> _Your task_
Present as a numbered list only the lines of the data below that start with the line containing "the blurred background" and run through the line containing "point(447, 15)". Omit any blank lines.

+++++

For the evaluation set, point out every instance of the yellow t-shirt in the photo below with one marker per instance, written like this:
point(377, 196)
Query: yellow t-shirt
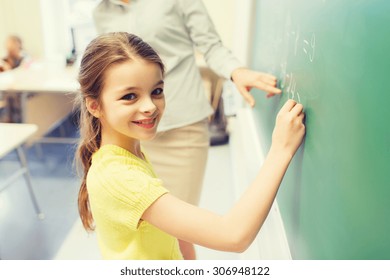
point(121, 187)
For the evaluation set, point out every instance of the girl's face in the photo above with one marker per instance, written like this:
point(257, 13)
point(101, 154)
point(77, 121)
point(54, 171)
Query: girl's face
point(131, 103)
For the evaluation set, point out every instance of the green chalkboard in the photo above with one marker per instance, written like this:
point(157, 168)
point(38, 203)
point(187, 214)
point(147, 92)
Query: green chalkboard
point(334, 57)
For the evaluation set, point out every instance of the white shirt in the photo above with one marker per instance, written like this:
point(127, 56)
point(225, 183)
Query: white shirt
point(173, 28)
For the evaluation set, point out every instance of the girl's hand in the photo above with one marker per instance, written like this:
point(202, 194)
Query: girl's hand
point(245, 79)
point(289, 128)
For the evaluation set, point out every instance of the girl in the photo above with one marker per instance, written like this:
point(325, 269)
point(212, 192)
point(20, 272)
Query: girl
point(122, 101)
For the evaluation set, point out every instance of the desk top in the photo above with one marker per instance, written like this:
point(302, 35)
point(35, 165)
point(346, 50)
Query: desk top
point(40, 76)
point(12, 135)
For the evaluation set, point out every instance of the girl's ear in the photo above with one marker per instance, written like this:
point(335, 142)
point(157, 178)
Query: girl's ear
point(92, 107)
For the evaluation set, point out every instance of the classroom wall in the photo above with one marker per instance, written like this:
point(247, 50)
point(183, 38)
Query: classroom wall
point(224, 21)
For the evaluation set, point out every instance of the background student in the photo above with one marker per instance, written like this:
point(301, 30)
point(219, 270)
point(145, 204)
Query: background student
point(174, 28)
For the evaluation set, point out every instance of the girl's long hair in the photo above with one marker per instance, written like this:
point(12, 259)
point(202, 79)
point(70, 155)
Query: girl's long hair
point(101, 53)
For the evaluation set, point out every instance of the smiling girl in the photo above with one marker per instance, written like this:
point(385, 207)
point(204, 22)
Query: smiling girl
point(121, 103)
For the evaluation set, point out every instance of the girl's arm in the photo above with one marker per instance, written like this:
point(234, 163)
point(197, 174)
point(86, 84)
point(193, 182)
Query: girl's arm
point(236, 230)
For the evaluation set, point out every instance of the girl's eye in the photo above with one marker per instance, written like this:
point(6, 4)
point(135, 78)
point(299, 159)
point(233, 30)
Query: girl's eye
point(129, 96)
point(157, 92)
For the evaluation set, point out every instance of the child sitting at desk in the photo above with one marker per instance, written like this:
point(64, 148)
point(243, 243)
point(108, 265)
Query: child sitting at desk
point(15, 53)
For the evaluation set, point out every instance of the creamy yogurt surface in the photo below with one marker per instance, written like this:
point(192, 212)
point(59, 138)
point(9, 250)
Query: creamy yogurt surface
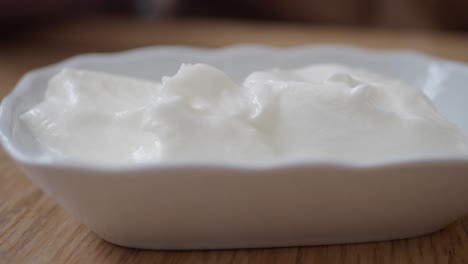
point(319, 112)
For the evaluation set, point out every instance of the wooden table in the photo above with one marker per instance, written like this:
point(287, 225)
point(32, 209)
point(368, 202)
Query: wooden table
point(34, 229)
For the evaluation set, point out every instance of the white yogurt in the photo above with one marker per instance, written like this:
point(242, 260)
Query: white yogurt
point(325, 112)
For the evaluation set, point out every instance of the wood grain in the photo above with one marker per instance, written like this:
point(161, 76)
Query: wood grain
point(34, 229)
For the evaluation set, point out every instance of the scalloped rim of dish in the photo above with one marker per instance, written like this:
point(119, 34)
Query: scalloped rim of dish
point(25, 82)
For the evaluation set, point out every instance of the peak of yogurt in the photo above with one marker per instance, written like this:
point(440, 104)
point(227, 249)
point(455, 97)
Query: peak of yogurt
point(318, 112)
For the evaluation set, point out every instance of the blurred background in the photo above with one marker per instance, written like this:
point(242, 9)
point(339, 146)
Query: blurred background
point(447, 15)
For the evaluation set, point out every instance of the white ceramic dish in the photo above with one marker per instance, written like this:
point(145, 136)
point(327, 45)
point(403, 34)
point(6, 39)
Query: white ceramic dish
point(229, 205)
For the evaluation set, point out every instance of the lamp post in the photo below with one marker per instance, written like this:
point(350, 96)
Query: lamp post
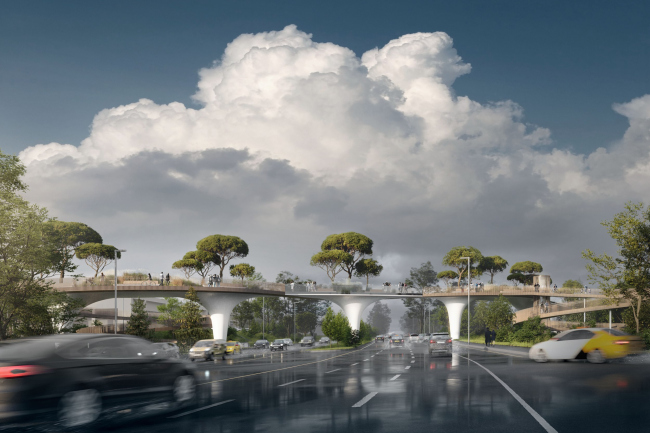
point(115, 251)
point(469, 275)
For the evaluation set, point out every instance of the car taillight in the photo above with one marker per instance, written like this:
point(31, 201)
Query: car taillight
point(21, 371)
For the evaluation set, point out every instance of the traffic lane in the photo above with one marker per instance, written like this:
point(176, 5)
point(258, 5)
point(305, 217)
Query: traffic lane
point(578, 395)
point(431, 392)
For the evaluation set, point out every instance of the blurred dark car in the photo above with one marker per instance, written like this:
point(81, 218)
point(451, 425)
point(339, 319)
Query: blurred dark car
point(79, 380)
point(261, 344)
point(396, 340)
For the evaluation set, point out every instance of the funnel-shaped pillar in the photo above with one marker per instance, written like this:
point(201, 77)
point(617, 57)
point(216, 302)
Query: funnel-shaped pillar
point(219, 306)
point(455, 307)
point(353, 307)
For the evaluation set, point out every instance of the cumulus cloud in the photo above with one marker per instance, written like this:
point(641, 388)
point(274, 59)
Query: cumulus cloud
point(295, 139)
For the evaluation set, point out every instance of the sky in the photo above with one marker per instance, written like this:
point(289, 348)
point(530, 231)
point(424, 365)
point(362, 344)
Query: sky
point(514, 127)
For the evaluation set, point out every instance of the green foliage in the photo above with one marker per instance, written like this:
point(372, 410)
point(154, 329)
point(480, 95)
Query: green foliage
point(226, 247)
point(379, 317)
point(242, 270)
point(138, 323)
point(66, 237)
point(526, 267)
point(352, 243)
point(367, 268)
point(97, 256)
point(573, 284)
point(332, 262)
point(453, 259)
point(424, 276)
point(188, 266)
point(493, 265)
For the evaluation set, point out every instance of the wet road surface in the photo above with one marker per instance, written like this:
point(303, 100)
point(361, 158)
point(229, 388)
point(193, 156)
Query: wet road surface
point(377, 388)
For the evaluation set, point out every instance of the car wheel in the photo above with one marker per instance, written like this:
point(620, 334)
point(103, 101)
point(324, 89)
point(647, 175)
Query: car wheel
point(79, 407)
point(596, 357)
point(541, 356)
point(184, 389)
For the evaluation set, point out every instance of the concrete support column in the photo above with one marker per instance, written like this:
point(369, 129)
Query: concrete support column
point(455, 307)
point(353, 307)
point(219, 306)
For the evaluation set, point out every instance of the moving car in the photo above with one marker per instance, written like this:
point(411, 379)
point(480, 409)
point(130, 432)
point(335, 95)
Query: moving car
point(208, 350)
point(261, 344)
point(307, 341)
point(396, 340)
point(167, 350)
point(597, 345)
point(279, 344)
point(440, 343)
point(83, 380)
point(233, 347)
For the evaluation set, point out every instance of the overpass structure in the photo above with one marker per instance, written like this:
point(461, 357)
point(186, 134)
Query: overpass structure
point(220, 301)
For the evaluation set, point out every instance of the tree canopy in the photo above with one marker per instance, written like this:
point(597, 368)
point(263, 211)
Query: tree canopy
point(355, 244)
point(492, 265)
point(367, 268)
point(453, 260)
point(331, 261)
point(226, 247)
point(97, 256)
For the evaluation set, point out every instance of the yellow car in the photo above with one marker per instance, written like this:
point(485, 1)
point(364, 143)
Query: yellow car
point(233, 347)
point(597, 345)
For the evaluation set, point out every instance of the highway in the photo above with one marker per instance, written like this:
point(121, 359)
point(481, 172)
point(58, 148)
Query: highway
point(377, 388)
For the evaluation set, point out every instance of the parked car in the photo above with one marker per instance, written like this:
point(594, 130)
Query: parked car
point(85, 380)
point(208, 350)
point(440, 343)
point(261, 344)
point(307, 341)
point(167, 350)
point(233, 347)
point(279, 344)
point(596, 345)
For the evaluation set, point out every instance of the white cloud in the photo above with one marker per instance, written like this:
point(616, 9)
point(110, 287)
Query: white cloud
point(296, 139)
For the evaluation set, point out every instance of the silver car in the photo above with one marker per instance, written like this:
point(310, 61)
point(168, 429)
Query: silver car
point(440, 344)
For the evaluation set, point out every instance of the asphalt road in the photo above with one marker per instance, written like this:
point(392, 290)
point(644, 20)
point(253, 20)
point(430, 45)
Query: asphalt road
point(381, 389)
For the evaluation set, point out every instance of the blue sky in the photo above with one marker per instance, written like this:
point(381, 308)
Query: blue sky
point(565, 63)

+++++

> _Response below_
1. For the evaluation set, point out every instance of the blurred background in the photo above with one marker per instance, written like this:
2. point(242, 9)
3. point(339, 146)
4. Query: blurred background
5. point(447, 15)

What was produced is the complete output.